• Your objective
Reproduce each line, exactly, from the one containing "QA review pass — verify and re-annotate every finger" through the end of the material. Exclude pictures.

• Provided entries
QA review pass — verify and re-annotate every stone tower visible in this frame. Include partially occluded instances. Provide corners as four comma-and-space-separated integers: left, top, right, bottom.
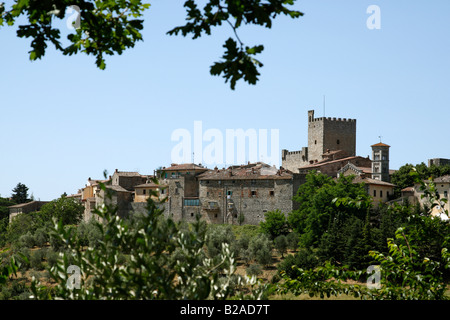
307, 110, 357, 164
371, 142, 390, 182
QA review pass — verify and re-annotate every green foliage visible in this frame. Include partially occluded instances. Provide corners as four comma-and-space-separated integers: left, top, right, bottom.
0, 197, 16, 245
0, 249, 21, 288
248, 233, 273, 267
277, 248, 319, 280
76, 219, 103, 249
6, 213, 36, 245
280, 165, 450, 300
167, 0, 303, 89
1, 0, 302, 89
38, 196, 84, 226
0, 0, 150, 70
246, 264, 263, 277
11, 183, 30, 204
18, 232, 36, 249
289, 171, 371, 248
274, 235, 288, 258
259, 209, 288, 240
31, 184, 266, 300
391, 162, 450, 197
285, 232, 299, 251
206, 224, 237, 258
30, 250, 45, 270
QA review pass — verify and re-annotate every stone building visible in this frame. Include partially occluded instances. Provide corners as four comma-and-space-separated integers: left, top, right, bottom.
195, 162, 305, 225
371, 142, 391, 182
428, 158, 450, 167
282, 109, 357, 173
337, 142, 396, 204
161, 163, 209, 222
8, 201, 49, 223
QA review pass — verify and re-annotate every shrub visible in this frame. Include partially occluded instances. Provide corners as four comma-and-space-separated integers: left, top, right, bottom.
286, 232, 300, 251
259, 210, 288, 240
206, 224, 236, 258
249, 233, 273, 267
274, 235, 288, 258
18, 232, 35, 248
33, 227, 49, 247
277, 248, 320, 280
45, 249, 59, 268
31, 194, 267, 300
246, 264, 263, 277
30, 249, 45, 270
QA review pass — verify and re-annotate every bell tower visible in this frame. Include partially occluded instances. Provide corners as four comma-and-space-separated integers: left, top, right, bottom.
371, 142, 390, 182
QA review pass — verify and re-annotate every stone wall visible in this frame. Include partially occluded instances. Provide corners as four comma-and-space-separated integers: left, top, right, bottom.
197, 175, 305, 226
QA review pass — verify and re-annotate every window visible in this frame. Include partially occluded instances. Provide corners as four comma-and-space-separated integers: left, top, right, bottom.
315, 140, 317, 145
191, 212, 194, 217
143, 189, 146, 195
380, 190, 383, 198
184, 199, 200, 206
251, 190, 257, 197
387, 191, 390, 198
445, 191, 448, 198
337, 139, 340, 145
227, 190, 233, 196
373, 190, 376, 197
161, 189, 166, 195
269, 191, 274, 196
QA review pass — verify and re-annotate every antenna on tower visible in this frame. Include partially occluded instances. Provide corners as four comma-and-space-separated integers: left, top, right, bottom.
379, 136, 382, 143
323, 95, 326, 117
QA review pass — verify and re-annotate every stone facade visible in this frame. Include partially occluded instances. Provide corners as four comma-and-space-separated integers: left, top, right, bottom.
371, 143, 390, 182
282, 109, 357, 173
300, 156, 372, 178
196, 163, 305, 225
8, 201, 49, 223
428, 158, 450, 167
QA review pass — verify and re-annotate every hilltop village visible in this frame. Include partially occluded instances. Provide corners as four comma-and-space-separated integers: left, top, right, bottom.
9, 110, 450, 224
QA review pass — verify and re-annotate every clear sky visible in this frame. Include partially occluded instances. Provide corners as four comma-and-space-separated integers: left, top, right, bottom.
1, 0, 450, 201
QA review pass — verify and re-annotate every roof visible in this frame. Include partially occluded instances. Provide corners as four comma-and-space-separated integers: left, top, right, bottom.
197, 162, 293, 180
8, 200, 49, 209
134, 182, 168, 188
105, 185, 131, 192
401, 186, 415, 192
113, 170, 142, 177
300, 156, 370, 169
352, 176, 396, 187
163, 163, 208, 171
371, 142, 391, 148
434, 175, 450, 183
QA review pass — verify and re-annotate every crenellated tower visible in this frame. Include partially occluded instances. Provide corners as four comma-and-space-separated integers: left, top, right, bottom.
307, 110, 357, 164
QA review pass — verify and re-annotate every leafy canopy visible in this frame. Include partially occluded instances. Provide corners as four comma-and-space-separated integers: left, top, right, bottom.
0, 0, 303, 89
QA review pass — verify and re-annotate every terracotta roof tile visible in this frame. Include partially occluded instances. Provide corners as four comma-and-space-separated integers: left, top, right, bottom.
198, 162, 293, 180
163, 163, 208, 171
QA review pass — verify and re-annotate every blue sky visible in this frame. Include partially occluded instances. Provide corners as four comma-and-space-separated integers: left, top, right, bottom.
1, 0, 450, 201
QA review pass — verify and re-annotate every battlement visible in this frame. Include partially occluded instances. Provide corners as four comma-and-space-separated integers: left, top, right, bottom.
308, 109, 356, 124
311, 117, 356, 123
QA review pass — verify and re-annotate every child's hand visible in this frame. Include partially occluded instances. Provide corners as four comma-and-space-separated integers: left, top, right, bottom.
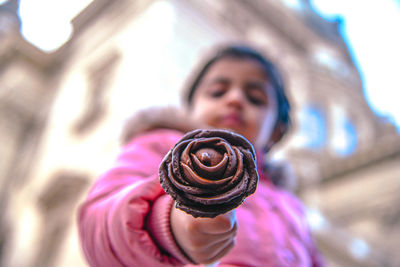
170, 204, 237, 265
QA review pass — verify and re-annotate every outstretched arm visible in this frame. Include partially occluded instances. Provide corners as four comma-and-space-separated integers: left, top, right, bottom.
77, 129, 189, 267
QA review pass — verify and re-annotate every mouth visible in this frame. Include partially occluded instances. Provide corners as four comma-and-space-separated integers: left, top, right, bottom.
219, 113, 245, 129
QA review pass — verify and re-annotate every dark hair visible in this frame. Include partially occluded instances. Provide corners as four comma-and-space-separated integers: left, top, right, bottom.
184, 45, 291, 149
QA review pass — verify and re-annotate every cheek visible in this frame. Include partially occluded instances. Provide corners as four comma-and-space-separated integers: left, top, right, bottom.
189, 100, 212, 124
254, 108, 278, 149
254, 87, 279, 148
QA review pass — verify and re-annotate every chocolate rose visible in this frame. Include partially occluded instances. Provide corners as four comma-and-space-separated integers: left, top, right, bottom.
159, 129, 258, 218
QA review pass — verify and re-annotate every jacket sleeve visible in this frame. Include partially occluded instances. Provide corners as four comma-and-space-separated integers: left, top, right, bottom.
277, 189, 326, 267
77, 129, 192, 267
296, 200, 326, 267
311, 242, 325, 267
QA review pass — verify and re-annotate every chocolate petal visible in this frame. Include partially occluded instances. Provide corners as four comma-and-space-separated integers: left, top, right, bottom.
191, 152, 228, 179
193, 147, 224, 167
167, 165, 207, 193
176, 140, 195, 170
180, 162, 232, 188
172, 140, 193, 176
238, 147, 258, 196
176, 201, 241, 218
220, 141, 237, 178
190, 137, 223, 150
214, 147, 244, 193
184, 171, 250, 205
190, 129, 255, 156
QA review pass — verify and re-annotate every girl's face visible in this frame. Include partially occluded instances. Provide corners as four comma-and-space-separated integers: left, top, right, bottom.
190, 58, 278, 149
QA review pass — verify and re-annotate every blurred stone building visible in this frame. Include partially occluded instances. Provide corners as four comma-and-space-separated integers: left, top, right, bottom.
0, 0, 399, 266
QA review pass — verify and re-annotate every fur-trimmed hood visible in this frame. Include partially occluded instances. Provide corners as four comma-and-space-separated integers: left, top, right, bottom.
121, 106, 206, 145
120, 106, 295, 190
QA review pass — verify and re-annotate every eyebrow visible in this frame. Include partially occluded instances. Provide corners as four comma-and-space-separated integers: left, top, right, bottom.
203, 77, 231, 87
245, 80, 266, 88
203, 77, 269, 89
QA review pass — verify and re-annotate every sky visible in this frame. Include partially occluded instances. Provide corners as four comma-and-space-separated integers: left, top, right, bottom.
7, 0, 400, 132
17, 0, 94, 52
310, 0, 400, 132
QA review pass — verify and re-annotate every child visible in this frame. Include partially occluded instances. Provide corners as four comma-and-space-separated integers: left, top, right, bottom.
78, 45, 324, 266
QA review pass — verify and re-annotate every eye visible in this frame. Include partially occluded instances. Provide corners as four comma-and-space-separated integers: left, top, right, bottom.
245, 83, 268, 106
205, 79, 229, 98
209, 87, 226, 98
248, 95, 267, 106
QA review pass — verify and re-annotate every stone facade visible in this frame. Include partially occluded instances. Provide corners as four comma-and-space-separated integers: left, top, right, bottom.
0, 0, 399, 266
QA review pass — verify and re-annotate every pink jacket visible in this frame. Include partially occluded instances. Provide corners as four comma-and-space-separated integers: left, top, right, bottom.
78, 129, 324, 266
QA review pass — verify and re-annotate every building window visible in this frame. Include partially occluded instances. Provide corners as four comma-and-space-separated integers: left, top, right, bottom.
331, 106, 358, 156
295, 106, 326, 149
281, 0, 304, 11
72, 51, 120, 135
312, 46, 350, 77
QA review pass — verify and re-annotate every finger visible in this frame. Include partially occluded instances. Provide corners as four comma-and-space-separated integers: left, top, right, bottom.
188, 223, 237, 251
196, 237, 236, 264
196, 211, 237, 234
197, 224, 237, 252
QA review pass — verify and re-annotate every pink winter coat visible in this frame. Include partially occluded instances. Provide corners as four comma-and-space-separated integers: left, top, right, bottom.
78, 128, 324, 266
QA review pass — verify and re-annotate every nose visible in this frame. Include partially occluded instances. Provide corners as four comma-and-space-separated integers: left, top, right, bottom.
224, 88, 245, 109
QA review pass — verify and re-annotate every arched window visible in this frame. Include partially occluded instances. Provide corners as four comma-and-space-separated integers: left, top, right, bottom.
295, 106, 326, 149
331, 107, 358, 156
281, 0, 304, 11
312, 46, 350, 78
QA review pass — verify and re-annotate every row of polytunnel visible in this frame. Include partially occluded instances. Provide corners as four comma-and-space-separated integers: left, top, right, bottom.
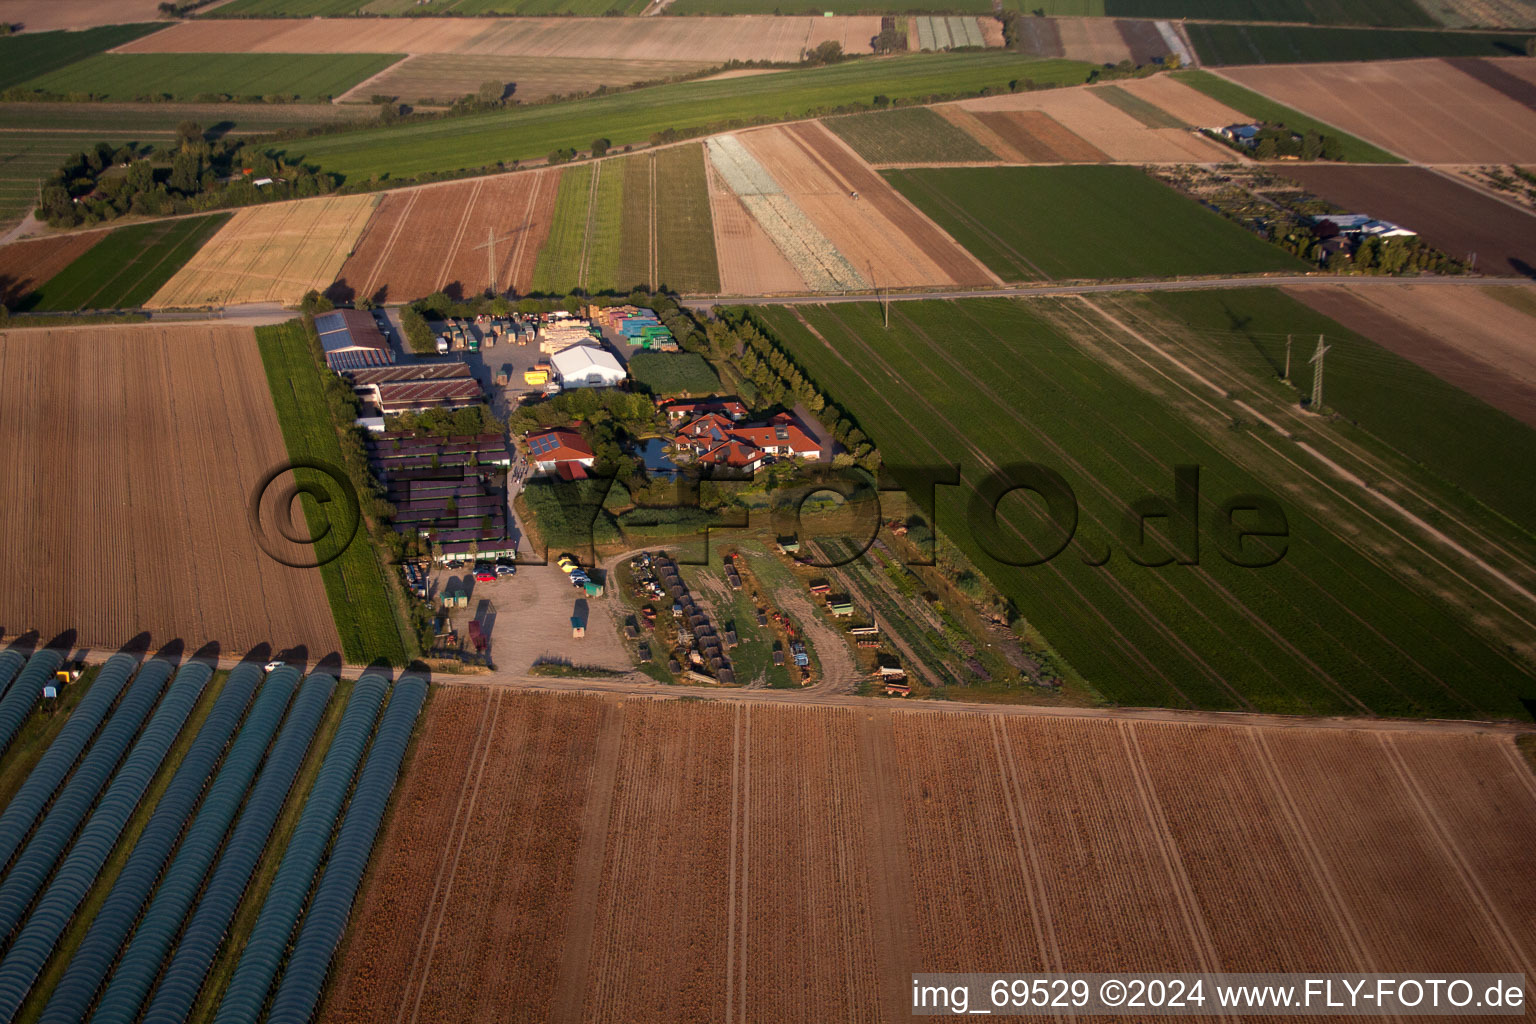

• Response area
QA review pass — verify and re-annotate every finger visible in this frame. Include partially occluded instances. Provide corners as four comma-and-space-separated integers: left, top, right, bottom.
188, 223, 237, 251
196, 237, 236, 264
196, 211, 237, 234
197, 224, 237, 252
QA review pass — verify and re-annotate every pink winter coat visible in this frame. Include partially occluded instances. Provide corners as four comma-and-space-separated integers: left, top, right, bottom.
78, 128, 324, 266
QA review pass — verify and re-annotate every nose visible in this frame. Include partially occluded instances. Provide corners as four comma-and-space-separated integers: left, top, right, bottom.
224, 88, 245, 109
QA review pass — verify and re-annotate every arched window visible in this frame. Include partially occluded instances. Provide corners as four comma-and-space-separated integers: left, top, right, bottom.
295, 106, 326, 149
331, 107, 358, 156
281, 0, 304, 11
312, 46, 350, 78
QA review pass — verify and re-annotate every row of polytunnel visible in this frame. Include partially occluded instances. Provide corners as four comma-and-space-separated integers: left, top, right, bottom.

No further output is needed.